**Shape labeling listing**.
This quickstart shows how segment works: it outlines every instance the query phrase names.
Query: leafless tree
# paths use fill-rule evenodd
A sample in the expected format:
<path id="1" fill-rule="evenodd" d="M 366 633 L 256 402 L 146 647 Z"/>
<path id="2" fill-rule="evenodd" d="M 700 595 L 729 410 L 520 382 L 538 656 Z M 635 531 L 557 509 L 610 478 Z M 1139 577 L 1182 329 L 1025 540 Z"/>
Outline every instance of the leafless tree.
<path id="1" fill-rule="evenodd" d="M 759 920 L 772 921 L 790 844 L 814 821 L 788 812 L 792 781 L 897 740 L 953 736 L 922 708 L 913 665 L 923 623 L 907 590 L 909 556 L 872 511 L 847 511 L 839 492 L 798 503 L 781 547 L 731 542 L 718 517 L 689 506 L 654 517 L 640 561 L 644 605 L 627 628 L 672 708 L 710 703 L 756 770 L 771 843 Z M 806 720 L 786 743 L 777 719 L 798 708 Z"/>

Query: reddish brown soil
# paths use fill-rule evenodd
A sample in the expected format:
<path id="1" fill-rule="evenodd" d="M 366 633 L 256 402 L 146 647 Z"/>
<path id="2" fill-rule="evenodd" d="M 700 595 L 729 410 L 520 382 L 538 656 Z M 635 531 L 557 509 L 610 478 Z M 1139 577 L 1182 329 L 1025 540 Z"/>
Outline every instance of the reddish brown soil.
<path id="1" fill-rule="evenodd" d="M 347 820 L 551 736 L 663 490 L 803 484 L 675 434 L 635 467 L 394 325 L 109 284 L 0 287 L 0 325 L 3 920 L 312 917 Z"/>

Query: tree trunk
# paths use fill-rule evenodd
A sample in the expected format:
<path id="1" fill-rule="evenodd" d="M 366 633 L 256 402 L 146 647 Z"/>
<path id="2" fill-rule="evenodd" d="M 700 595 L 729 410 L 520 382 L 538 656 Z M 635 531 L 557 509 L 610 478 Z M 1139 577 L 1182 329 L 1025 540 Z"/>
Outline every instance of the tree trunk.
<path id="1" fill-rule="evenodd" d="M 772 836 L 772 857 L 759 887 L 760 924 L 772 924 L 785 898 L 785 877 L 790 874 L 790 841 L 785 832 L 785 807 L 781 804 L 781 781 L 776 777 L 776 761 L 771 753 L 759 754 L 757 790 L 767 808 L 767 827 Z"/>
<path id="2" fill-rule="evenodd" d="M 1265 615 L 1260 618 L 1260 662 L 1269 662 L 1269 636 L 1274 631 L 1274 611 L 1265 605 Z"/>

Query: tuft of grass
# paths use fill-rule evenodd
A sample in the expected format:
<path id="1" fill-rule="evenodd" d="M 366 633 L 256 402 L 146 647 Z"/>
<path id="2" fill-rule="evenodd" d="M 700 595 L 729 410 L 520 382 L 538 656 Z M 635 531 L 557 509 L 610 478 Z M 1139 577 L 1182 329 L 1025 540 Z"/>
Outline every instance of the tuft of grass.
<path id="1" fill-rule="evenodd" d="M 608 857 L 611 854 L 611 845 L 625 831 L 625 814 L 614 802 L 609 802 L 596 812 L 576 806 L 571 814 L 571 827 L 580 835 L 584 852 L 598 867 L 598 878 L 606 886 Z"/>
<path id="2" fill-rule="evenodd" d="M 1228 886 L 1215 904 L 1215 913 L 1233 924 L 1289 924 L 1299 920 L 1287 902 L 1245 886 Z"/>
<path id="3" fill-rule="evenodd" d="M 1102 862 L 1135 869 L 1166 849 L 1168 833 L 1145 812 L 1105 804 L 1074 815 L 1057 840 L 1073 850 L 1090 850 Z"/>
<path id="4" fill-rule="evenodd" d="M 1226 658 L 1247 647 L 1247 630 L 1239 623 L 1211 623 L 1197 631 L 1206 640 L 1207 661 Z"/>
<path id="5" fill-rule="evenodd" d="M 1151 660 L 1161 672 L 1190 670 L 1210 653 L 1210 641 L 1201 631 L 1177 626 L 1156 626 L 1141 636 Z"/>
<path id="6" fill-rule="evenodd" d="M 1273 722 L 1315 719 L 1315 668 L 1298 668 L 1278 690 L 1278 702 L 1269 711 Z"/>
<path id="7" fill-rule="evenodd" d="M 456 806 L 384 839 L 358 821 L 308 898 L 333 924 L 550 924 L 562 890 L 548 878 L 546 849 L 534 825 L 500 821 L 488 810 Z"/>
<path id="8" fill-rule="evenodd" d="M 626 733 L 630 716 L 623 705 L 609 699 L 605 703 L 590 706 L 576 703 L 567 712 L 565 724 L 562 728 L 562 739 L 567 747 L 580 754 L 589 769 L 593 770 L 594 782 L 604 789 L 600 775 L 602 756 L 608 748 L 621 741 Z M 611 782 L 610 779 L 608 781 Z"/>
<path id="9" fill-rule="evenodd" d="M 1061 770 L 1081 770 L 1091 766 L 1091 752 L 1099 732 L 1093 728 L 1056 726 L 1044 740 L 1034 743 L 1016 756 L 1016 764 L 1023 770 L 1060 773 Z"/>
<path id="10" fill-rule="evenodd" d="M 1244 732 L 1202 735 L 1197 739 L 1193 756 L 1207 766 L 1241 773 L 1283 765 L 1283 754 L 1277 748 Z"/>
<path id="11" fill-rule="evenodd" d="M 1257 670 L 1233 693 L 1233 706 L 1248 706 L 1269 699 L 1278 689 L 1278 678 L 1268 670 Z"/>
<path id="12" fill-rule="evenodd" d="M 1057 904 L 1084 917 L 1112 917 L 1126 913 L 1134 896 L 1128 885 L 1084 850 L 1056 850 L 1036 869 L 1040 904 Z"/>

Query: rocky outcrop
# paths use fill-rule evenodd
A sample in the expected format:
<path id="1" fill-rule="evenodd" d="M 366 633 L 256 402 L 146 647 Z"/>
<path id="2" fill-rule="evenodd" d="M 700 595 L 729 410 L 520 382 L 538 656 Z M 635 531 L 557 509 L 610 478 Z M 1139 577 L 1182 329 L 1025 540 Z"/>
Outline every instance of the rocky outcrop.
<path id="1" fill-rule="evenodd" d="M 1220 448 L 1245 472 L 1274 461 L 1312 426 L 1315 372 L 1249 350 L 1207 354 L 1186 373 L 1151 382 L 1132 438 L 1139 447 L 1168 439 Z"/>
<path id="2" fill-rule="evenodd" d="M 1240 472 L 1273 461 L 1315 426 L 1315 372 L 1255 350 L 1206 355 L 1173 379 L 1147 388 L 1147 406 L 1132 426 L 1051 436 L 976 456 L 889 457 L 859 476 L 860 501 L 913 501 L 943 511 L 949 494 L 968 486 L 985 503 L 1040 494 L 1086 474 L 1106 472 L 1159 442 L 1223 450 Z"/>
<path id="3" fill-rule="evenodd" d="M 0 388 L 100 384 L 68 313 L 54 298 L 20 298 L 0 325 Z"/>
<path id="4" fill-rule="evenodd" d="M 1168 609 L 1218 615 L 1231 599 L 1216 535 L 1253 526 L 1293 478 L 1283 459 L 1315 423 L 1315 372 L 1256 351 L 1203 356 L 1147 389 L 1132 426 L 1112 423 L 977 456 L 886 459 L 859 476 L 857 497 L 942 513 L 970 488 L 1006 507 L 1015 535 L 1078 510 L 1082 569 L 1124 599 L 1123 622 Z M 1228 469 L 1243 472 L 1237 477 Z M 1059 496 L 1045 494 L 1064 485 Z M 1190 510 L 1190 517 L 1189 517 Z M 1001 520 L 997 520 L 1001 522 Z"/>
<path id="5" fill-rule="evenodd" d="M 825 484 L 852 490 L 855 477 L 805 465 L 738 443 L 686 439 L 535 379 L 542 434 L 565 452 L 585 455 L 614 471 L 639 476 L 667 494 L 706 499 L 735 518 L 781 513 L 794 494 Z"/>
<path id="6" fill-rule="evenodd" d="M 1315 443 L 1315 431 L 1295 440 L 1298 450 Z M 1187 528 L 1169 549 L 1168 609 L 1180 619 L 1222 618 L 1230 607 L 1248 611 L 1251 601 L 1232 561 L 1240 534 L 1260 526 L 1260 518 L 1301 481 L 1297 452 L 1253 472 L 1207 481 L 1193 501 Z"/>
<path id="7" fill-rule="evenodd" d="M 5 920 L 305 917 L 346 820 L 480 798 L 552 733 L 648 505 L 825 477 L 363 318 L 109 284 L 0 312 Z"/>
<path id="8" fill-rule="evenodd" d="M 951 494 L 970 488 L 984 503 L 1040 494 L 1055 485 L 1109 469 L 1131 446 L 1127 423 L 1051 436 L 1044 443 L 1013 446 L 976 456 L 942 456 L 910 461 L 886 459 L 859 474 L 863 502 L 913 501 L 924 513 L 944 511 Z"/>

**BRIEF**. Rewrite everything from the start of the listing down to the line containing "1265 615 L 1260", swapping "Outline every instance" for "Trace each instance" and leaving all else unchanged.

**WORKED ANSWER**.
This quickstart shows how segment works: it outlines every instance the query phrase names.
Query: leafless tree
# paths use fill-rule evenodd
A sample in the expected format:
<path id="1" fill-rule="evenodd" d="M 366 633 L 256 402 L 146 647 Z"/>
<path id="2" fill-rule="evenodd" d="M 700 595 L 729 410 L 520 382 L 538 656 Z M 635 531 L 557 509 L 610 478 Z M 1139 577 L 1182 329 L 1025 540 Z"/>
Trace each instance of the leafless tree.
<path id="1" fill-rule="evenodd" d="M 759 920 L 772 921 L 790 844 L 814 821 L 788 812 L 792 781 L 897 740 L 953 736 L 922 708 L 913 665 L 923 623 L 907 590 L 909 556 L 872 511 L 847 511 L 839 492 L 798 503 L 781 547 L 731 542 L 718 517 L 689 506 L 654 517 L 640 561 L 644 605 L 627 628 L 672 708 L 710 703 L 756 770 L 771 843 Z M 806 720 L 786 743 L 777 719 L 798 708 Z"/>

Query: reddish brown soil
# paths use fill-rule evenodd
A sample in the expected format:
<path id="1" fill-rule="evenodd" d="M 366 633 L 256 402 L 146 647 Z"/>
<path id="2" fill-rule="evenodd" d="M 700 595 L 729 410 L 520 382 L 538 656 Z M 635 531 L 557 509 L 610 478 Z M 1139 577 L 1182 329 L 1025 540 Z"/>
Trace each instance of the reddish brown soil.
<path id="1" fill-rule="evenodd" d="M 347 820 L 551 736 L 663 490 L 803 484 L 675 434 L 635 467 L 394 325 L 109 284 L 0 287 L 0 325 L 3 920 L 312 917 Z"/>

Query: tree trunk
# paths use fill-rule evenodd
A sample in the expected format:
<path id="1" fill-rule="evenodd" d="M 366 633 L 256 402 L 146 647 Z"/>
<path id="2" fill-rule="evenodd" d="M 700 595 L 729 410 L 520 382 L 538 656 Z M 635 531 L 557 509 L 610 478 Z M 1139 577 L 1182 329 L 1025 540 Z"/>
Trace each instance of the tree trunk.
<path id="1" fill-rule="evenodd" d="M 772 836 L 772 857 L 759 887 L 760 924 L 772 924 L 785 898 L 785 877 L 790 874 L 790 841 L 785 832 L 785 807 L 781 804 L 781 781 L 776 777 L 776 761 L 771 753 L 759 754 L 757 790 L 767 808 L 767 827 Z"/>
<path id="2" fill-rule="evenodd" d="M 1265 615 L 1260 618 L 1260 662 L 1269 662 L 1269 636 L 1274 631 L 1274 611 L 1265 605 Z"/>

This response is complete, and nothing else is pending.